## [Your task]
Filter these entries down to the lines that hold the word "instance", and show each of them.
═════ Data provided ═════
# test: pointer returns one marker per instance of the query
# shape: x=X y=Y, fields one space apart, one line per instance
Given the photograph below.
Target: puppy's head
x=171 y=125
═════
## [Exercise solution]
# test: pointer returns one marker per instance of the query
# shape: x=X y=Y, fields one space apart, one line per instance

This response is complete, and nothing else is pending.